| WHAT IS BEING ASKED |
Write out the entries exactly, leaving out every picture.

| GIVEN ENTRIES |
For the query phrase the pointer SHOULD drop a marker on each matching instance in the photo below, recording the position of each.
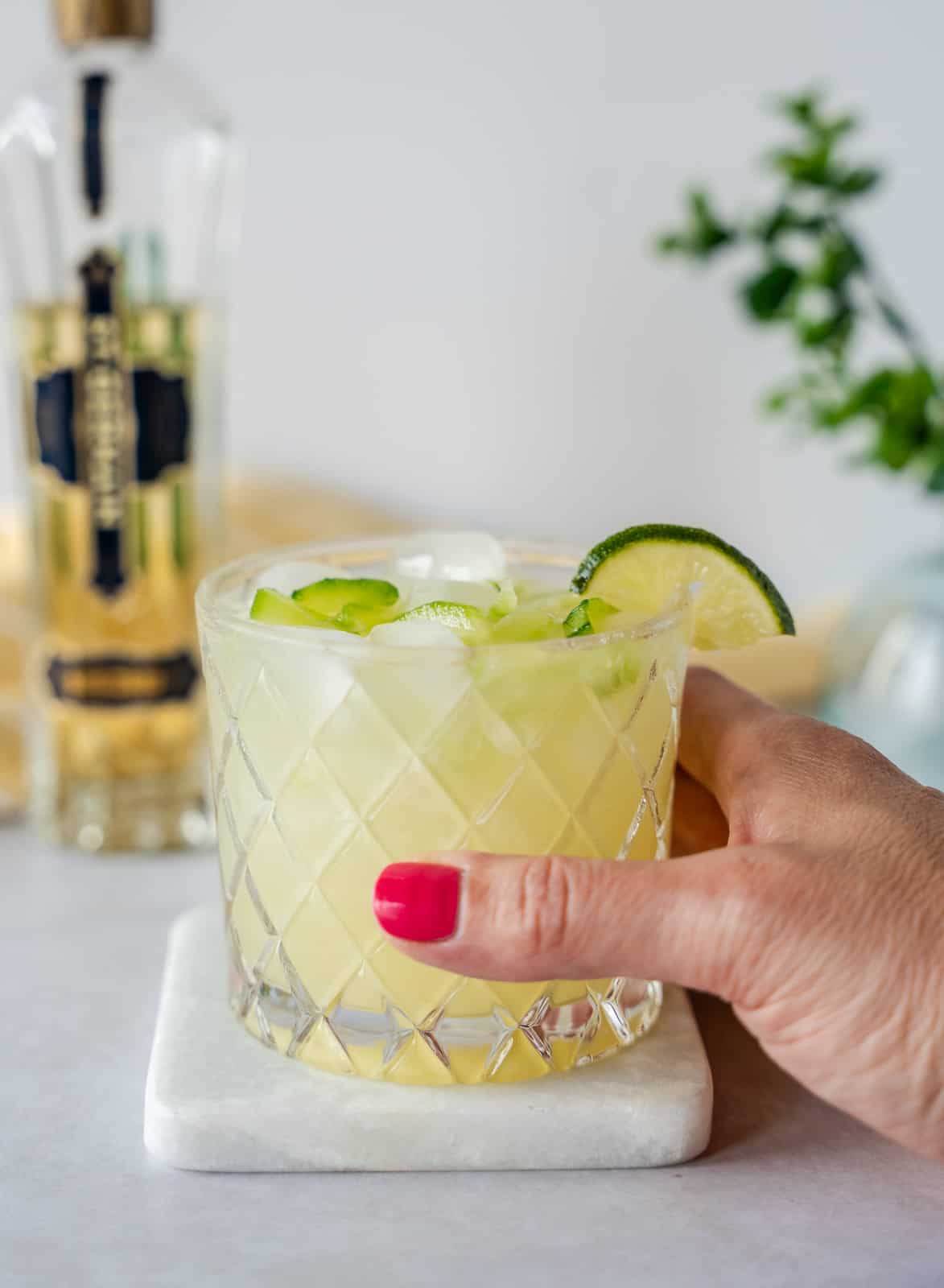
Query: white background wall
(446, 296)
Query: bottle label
(119, 682)
(109, 392)
(105, 410)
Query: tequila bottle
(115, 225)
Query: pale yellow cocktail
(334, 757)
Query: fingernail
(418, 901)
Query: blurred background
(446, 298)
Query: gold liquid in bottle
(120, 547)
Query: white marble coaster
(216, 1100)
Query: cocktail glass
(334, 757)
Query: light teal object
(886, 669)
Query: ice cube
(293, 573)
(451, 557)
(418, 634)
(425, 590)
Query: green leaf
(832, 330)
(766, 294)
(703, 232)
(811, 167)
(840, 258)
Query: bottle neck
(107, 56)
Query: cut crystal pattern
(328, 770)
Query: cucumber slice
(538, 618)
(274, 609)
(332, 594)
(469, 624)
(589, 617)
(506, 599)
(361, 620)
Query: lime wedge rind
(724, 570)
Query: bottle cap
(80, 21)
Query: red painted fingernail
(418, 901)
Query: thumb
(690, 921)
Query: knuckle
(546, 897)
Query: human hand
(811, 898)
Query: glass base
(167, 811)
(541, 1028)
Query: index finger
(721, 734)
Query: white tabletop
(789, 1193)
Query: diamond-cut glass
(332, 763)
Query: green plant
(813, 279)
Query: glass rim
(540, 553)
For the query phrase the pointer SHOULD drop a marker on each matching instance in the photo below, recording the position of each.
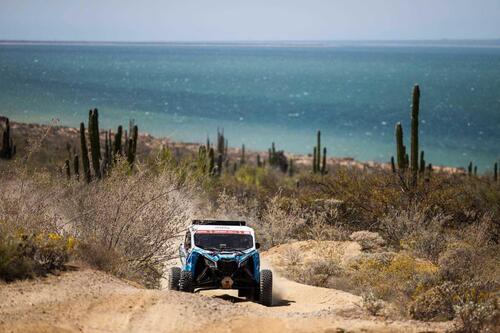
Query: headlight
(245, 262)
(209, 263)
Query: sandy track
(91, 301)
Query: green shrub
(24, 256)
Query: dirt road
(89, 301)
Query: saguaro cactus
(76, 167)
(242, 154)
(323, 166)
(117, 149)
(85, 154)
(495, 172)
(67, 169)
(132, 145)
(318, 152)
(8, 148)
(422, 162)
(219, 164)
(315, 156)
(400, 149)
(414, 133)
(211, 161)
(95, 146)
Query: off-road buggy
(222, 255)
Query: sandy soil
(85, 300)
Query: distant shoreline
(446, 43)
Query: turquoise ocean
(260, 93)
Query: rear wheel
(186, 282)
(174, 275)
(247, 293)
(266, 287)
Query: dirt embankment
(85, 300)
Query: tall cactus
(422, 163)
(132, 145)
(85, 154)
(8, 148)
(211, 161)
(242, 161)
(414, 133)
(76, 167)
(315, 156)
(400, 149)
(117, 149)
(323, 166)
(219, 164)
(67, 169)
(318, 152)
(95, 146)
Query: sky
(248, 20)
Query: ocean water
(264, 93)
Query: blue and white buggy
(222, 255)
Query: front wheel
(174, 275)
(266, 287)
(186, 282)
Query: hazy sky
(204, 20)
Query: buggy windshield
(223, 241)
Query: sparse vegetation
(425, 246)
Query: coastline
(58, 139)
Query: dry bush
(280, 222)
(326, 271)
(371, 303)
(369, 241)
(434, 304)
(135, 217)
(397, 281)
(31, 239)
(416, 230)
(477, 307)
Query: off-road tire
(266, 287)
(186, 282)
(246, 293)
(174, 275)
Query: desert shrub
(280, 222)
(371, 303)
(416, 230)
(477, 307)
(32, 241)
(434, 304)
(369, 241)
(25, 256)
(457, 263)
(129, 225)
(397, 281)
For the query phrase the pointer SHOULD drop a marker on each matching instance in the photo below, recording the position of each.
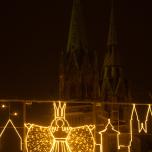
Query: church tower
(114, 86)
(78, 78)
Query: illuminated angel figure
(59, 136)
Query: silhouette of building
(81, 78)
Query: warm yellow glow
(10, 122)
(105, 130)
(3, 106)
(15, 114)
(59, 136)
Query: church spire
(112, 57)
(114, 86)
(112, 36)
(76, 39)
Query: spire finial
(112, 36)
(76, 39)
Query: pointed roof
(112, 56)
(76, 39)
(112, 35)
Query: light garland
(59, 136)
(10, 122)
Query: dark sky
(33, 32)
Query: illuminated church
(95, 111)
(82, 78)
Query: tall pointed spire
(113, 83)
(112, 57)
(112, 36)
(76, 39)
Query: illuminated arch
(10, 122)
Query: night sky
(33, 33)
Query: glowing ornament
(59, 136)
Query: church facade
(81, 78)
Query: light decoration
(59, 136)
(109, 126)
(141, 126)
(6, 125)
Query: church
(100, 92)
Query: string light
(59, 136)
(6, 125)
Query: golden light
(59, 136)
(15, 114)
(3, 106)
(15, 129)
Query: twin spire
(76, 39)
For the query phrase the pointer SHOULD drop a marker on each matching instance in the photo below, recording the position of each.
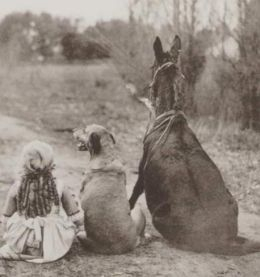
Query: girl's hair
(37, 191)
(36, 194)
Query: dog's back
(107, 214)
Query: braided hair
(37, 191)
(36, 194)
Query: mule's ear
(158, 50)
(112, 138)
(93, 144)
(176, 48)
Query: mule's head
(94, 138)
(165, 73)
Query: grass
(56, 97)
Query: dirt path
(153, 258)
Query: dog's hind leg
(139, 220)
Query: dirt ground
(39, 102)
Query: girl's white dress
(53, 234)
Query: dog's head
(93, 138)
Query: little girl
(36, 227)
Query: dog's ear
(93, 144)
(112, 137)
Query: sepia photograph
(130, 138)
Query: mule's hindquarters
(200, 231)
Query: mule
(185, 193)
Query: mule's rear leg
(139, 186)
(139, 220)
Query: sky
(90, 11)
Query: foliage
(33, 36)
(78, 47)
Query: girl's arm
(10, 204)
(9, 207)
(71, 206)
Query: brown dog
(111, 227)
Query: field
(46, 102)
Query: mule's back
(185, 192)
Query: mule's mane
(166, 121)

| ANSWER SECTION |
For the query phrase the pointer SHOULD drop a marker on each matching instance in the photo below, recording the position of each.
Query: white background wall
(446, 296)
Query: bottle label
(119, 682)
(109, 392)
(105, 410)
Query: tequila bottle
(115, 225)
Query: pale yellow cocktail
(334, 757)
Query: fingernail
(418, 901)
Query: blurred background
(446, 298)
Query: gold liquid in bottle
(120, 547)
Query: white marble coaster
(216, 1100)
Query: cocktail glass
(334, 757)
Query: light teal object
(886, 669)
Query: ice cube
(293, 573)
(451, 557)
(418, 634)
(425, 590)
Query: green leaf
(832, 330)
(766, 294)
(703, 232)
(811, 167)
(840, 258)
Query: bottle neck
(107, 56)
Query: cut crystal pattern
(328, 770)
Query: cucumber slice
(538, 618)
(274, 609)
(332, 594)
(469, 624)
(589, 617)
(506, 599)
(361, 620)
Query: lime wedge rind
(724, 570)
Query: bottle cap
(80, 21)
Query: red painted fingernail
(418, 901)
Query: thumb
(690, 921)
Query: knuckle
(546, 897)
Query: human hand
(811, 898)
Query: glass base
(167, 811)
(541, 1028)
Query: index finger
(721, 734)
Query: white tabletop
(789, 1193)
Query: diamond-cut glass
(332, 763)
Query: green plant
(813, 279)
Query: glass rim
(540, 553)
For the query phrase the pointer SHOULD drop a marker on each matching instance in the photo below, recording the position of each.
Query: headlight
(245, 262)
(209, 263)
Query: sandy track
(91, 301)
Query: green shrub
(24, 256)
Query: dirt road
(89, 301)
Query: saguaro cactus
(76, 167)
(242, 154)
(323, 166)
(117, 149)
(85, 154)
(495, 172)
(67, 169)
(132, 145)
(318, 152)
(8, 148)
(422, 162)
(219, 164)
(315, 156)
(400, 149)
(414, 133)
(211, 161)
(95, 146)
Query: off-road buggy
(222, 255)
Query: sandy soil
(85, 300)
Query: distant shoreline
(446, 43)
Query: turquoise ocean
(260, 93)
Query: rear wheel
(186, 282)
(174, 275)
(247, 293)
(266, 287)
Query: dirt embankment
(85, 300)
Query: tall cactus
(422, 163)
(132, 145)
(85, 154)
(8, 148)
(211, 161)
(242, 161)
(414, 133)
(76, 167)
(315, 156)
(400, 149)
(117, 149)
(323, 166)
(219, 164)
(67, 169)
(318, 152)
(95, 146)
Query: sky
(248, 20)
Query: ocean water
(264, 93)
Query: blue and white buggy
(222, 255)
Query: front wheel
(174, 275)
(266, 287)
(186, 282)
Query: hazy sky
(204, 20)
Query: buggy windshield
(223, 241)
Query: sparse vegetation
(425, 246)
Query: coastline
(58, 139)
Query: dry bush
(280, 222)
(326, 271)
(371, 303)
(369, 241)
(434, 304)
(135, 217)
(397, 281)
(31, 239)
(416, 230)
(477, 307)
Query: off-road tire
(266, 287)
(186, 282)
(246, 293)
(174, 275)
Query: desert shrub
(280, 222)
(371, 303)
(416, 230)
(477, 307)
(32, 241)
(434, 304)
(369, 241)
(25, 256)
(457, 263)
(129, 225)
(397, 281)
For the query phrase the pointer SHOULD drop a marker on each matching instance in the photo below, recording the position of each.
Query: church tower
(114, 86)
(78, 78)
Query: illuminated angel figure
(59, 136)
Query: silhouette of building
(81, 78)
Query: warm yellow glow
(10, 122)
(105, 130)
(3, 106)
(15, 114)
(59, 136)
Query: church spire
(112, 57)
(114, 86)
(112, 36)
(76, 39)
Query: spire finial
(112, 36)
(76, 39)
Query: pointed roof
(112, 56)
(76, 39)
(112, 35)
Query: light garland
(59, 136)
(10, 122)
Query: dark sky
(33, 32)
Query: illuminated church
(95, 111)
(82, 78)
Query: tall pointed spire
(113, 83)
(112, 57)
(112, 36)
(76, 39)
Query: illuminated arch
(10, 122)
Query: night sky
(33, 33)
Query: glowing ornament
(59, 136)
Query: church facade
(81, 78)
Query: light decoration
(59, 136)
(109, 126)
(141, 126)
(6, 125)
Query: church
(100, 92)
Query: string light
(59, 136)
(6, 125)
Query: golden light
(59, 136)
(15, 114)
(3, 106)
(15, 129)
Query: twin spire
(76, 39)
For the query phrase the pointer SHOULD drop a marker on each matching instance in the photo below, recording the position of each.
Query: girl's hair
(37, 191)
(36, 194)
Query: dog's back
(107, 214)
Query: braided hair
(37, 191)
(36, 194)
Query: mule's ear
(158, 50)
(112, 138)
(93, 144)
(176, 48)
Query: mule's head
(94, 138)
(165, 73)
Query: grass
(56, 97)
Query: dirt path
(153, 258)
Query: dog's hind leg
(139, 220)
Query: dirt ground
(39, 102)
Query: girl's white dress
(53, 234)
Query: dog's head
(93, 138)
Query: little girl
(36, 227)
Query: dog's ear
(93, 144)
(112, 137)
Query: sepia photograph
(130, 138)
Query: mule's hindquarters
(200, 231)
Query: mule
(185, 193)
Query: mule's rear leg
(139, 186)
(139, 220)
Query: sky
(90, 11)
Query: foliage
(33, 36)
(78, 47)
Query: girl's arm
(10, 204)
(9, 207)
(71, 206)
Query: brown dog
(111, 227)
Query: field
(46, 102)
Query: mule's back
(185, 192)
Query: mule's mane
(166, 121)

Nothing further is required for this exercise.